> TASK TO COMPLETE:
The answer should be the lines from the one with "truck windshield, which" through the final line of the entries, restated word for word.

> DATA EXCERPTS:
####

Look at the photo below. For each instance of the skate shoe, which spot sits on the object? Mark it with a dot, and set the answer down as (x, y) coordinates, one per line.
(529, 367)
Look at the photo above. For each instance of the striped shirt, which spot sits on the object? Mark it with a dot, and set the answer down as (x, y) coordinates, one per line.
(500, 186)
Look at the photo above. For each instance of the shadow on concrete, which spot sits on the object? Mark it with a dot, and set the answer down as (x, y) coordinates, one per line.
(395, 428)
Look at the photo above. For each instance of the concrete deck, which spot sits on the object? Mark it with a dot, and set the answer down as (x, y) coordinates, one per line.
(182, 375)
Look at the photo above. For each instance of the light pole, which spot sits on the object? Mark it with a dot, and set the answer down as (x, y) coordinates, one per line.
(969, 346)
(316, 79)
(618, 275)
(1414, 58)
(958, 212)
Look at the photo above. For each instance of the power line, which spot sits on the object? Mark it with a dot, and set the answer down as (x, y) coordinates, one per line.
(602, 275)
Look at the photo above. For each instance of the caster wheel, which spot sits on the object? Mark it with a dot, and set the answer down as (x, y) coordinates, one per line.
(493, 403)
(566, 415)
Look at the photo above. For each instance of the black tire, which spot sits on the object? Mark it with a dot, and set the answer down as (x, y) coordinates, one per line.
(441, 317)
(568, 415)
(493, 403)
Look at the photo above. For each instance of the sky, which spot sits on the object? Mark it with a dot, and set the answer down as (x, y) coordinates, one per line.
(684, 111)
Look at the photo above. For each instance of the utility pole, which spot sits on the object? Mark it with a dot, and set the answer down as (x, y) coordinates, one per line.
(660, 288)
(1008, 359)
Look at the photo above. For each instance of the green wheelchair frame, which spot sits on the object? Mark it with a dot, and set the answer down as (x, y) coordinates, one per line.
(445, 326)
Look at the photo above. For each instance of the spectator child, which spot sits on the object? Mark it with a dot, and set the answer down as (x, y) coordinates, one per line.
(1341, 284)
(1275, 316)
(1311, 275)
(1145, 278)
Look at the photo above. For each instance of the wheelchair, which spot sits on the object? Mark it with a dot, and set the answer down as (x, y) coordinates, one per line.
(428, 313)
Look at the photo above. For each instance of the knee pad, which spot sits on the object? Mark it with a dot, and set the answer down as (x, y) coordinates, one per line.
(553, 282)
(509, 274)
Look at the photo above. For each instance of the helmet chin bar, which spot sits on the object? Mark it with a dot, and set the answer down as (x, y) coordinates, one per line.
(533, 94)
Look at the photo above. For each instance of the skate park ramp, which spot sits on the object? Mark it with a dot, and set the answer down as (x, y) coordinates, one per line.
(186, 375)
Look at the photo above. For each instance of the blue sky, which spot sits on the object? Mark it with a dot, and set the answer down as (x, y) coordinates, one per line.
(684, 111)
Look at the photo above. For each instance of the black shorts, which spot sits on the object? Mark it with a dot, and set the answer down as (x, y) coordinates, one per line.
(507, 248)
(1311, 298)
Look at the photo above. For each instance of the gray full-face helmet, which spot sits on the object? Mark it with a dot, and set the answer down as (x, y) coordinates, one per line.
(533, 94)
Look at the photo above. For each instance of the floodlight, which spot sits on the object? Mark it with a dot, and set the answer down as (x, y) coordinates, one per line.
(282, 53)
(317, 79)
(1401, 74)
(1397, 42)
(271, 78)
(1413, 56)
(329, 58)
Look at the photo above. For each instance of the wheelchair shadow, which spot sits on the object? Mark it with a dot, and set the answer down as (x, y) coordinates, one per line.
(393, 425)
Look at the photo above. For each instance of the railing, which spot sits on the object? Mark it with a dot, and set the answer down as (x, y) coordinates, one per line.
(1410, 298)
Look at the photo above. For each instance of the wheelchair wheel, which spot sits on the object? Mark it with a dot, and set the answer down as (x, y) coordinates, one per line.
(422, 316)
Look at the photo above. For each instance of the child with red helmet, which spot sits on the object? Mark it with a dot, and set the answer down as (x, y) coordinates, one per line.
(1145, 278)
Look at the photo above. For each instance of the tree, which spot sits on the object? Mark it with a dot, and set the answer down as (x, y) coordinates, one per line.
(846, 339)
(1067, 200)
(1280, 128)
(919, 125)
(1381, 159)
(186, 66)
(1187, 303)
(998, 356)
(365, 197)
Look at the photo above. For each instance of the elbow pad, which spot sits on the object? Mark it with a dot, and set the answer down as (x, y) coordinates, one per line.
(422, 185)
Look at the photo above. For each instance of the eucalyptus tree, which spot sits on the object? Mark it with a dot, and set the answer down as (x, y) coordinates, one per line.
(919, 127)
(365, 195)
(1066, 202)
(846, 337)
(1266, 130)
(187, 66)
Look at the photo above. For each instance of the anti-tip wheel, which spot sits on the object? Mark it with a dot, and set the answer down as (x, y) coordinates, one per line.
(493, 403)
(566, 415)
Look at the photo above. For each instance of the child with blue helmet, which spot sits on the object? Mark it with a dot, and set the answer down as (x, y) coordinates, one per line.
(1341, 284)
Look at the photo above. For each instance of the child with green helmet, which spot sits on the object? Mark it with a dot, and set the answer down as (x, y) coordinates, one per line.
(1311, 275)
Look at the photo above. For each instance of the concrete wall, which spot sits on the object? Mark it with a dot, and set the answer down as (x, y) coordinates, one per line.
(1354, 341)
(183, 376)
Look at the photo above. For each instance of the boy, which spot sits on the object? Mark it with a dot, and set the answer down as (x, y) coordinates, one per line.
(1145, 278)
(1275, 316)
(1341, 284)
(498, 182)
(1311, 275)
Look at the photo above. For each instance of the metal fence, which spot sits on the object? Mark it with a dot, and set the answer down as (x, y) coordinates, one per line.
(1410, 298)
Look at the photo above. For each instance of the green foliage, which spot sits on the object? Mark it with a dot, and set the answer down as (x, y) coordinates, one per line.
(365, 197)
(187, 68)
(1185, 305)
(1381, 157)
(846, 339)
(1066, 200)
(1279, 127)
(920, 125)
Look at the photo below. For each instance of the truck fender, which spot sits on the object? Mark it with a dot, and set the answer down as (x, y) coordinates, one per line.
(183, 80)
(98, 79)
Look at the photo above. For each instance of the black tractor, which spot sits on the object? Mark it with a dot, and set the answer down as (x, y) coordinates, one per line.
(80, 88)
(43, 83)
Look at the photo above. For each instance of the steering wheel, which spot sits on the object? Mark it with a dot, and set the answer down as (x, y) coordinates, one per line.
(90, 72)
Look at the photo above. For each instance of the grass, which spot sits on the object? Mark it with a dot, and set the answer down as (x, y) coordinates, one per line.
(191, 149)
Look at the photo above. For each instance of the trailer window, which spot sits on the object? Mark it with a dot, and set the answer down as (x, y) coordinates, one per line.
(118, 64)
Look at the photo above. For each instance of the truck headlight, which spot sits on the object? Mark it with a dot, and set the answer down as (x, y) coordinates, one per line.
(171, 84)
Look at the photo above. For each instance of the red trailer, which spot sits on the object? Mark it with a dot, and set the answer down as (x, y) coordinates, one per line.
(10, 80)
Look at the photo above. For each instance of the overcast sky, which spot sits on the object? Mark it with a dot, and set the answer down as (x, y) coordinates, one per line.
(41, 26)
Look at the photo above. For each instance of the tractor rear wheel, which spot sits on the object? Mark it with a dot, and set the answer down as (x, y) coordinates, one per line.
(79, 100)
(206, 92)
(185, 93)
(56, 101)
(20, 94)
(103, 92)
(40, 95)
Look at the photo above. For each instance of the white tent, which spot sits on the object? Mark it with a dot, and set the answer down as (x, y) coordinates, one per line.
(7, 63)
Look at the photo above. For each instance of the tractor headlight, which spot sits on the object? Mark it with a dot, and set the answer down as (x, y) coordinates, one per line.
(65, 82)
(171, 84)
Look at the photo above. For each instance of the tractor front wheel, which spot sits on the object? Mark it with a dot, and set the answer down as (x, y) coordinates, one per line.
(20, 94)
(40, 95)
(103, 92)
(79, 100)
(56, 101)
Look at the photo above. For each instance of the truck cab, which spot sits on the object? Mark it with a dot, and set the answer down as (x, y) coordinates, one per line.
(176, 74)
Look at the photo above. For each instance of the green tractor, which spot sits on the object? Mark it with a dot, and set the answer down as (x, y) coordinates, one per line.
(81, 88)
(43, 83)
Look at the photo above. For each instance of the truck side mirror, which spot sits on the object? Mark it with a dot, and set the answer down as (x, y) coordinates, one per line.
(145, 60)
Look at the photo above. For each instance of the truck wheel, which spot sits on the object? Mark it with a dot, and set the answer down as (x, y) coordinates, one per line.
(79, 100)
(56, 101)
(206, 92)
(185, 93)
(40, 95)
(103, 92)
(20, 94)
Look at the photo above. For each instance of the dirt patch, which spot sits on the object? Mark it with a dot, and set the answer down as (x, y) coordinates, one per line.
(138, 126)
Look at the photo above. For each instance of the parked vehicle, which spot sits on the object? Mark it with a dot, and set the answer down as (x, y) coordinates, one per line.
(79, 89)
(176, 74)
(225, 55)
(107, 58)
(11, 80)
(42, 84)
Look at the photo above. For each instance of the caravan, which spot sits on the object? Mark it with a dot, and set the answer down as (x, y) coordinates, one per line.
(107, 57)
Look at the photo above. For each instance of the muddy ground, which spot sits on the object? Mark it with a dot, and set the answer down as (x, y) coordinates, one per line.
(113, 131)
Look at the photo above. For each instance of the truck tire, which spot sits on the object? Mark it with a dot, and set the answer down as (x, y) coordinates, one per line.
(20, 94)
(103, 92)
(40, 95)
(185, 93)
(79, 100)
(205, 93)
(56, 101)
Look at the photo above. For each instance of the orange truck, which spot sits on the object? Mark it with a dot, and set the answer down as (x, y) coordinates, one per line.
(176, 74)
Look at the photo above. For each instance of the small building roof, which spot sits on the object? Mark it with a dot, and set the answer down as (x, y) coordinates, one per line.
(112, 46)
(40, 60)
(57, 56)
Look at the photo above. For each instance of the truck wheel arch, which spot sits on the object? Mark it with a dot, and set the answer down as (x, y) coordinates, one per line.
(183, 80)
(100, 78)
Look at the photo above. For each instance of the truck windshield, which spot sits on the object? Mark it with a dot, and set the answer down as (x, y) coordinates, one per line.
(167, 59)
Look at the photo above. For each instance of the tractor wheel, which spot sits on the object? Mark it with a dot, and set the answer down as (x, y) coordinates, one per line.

####

> WRITTEN SOLUTION:
Look at the photo above. For each instance of the truck windshield, which spot sits on the object? Mark it with a dot, and set the answer down as (x, y) coordinates, one per line.
(167, 59)
Look at the photo above. For each instance of the tractor wheel, which spot sits on the object? Mark it with a dot, and set the answer down as (x, y) coordinates, one per line.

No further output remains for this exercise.